◆ AIM OF THE EXERCISE: Could you return, word for word, the data starting with its first line and going on through the line containing "Use the even-odd"?

>> Start DATA TO PROCESS

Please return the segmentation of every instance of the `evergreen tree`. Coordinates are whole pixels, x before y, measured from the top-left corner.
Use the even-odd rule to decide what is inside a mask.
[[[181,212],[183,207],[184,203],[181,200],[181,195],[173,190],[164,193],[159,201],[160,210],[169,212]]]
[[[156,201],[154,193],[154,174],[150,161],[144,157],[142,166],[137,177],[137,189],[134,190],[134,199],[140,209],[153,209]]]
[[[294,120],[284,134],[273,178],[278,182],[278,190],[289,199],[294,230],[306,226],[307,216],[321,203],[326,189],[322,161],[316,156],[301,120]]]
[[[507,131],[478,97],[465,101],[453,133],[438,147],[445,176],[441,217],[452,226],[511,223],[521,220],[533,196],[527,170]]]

>> End DATA TO PROCESS

◆ TASK ANSWER:
Please return the segmentation of every instance of the `evergreen tree`. Coordinates are whole pixels, x before y, measured from the top-left corner.
Use the even-odd rule to decide what is inside a mask.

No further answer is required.